• **SHORT EXERCISE**:
Return word for word every line of the entries, from the line that contains "[point] at the knuckle" through the last line, both included.

######

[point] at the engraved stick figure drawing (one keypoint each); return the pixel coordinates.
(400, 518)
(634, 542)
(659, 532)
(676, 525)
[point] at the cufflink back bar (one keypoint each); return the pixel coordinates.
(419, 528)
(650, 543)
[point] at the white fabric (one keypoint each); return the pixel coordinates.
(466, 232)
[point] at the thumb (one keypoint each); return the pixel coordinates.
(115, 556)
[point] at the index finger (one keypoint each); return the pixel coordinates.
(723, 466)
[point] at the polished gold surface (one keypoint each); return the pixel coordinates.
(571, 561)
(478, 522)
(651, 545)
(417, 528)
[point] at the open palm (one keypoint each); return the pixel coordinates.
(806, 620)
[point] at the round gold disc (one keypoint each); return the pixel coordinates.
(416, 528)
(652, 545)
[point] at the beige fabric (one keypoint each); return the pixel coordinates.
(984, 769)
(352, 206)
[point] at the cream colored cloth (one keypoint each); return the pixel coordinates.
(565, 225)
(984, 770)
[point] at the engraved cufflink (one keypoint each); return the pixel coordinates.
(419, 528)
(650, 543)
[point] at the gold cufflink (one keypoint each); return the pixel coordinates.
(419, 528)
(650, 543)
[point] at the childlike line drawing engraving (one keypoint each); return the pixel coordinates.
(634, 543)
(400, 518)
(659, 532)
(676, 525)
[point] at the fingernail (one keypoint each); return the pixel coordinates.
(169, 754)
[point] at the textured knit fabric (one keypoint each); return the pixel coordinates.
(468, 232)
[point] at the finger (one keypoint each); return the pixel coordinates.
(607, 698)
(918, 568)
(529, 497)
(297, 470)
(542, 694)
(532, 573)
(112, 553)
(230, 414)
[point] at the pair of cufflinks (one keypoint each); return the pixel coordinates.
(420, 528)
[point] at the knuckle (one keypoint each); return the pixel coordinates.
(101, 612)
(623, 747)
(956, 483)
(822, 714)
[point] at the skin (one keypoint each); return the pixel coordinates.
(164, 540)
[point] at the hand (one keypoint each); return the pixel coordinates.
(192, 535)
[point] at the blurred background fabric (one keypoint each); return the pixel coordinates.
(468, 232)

######

• **FINISHED TASK**:
[point] at the knuckle (one keypoint each); return the pixel coordinates.
(101, 612)
(623, 747)
(956, 483)
(822, 714)
[point] at the skin (one keypoint each); return the pixel coordinates.
(164, 540)
[point] at the hand (one keypoint each); return the pixel coordinates.
(192, 535)
[point] at the blurred background fabric (one keypoint each); return the pixel coordinates.
(468, 232)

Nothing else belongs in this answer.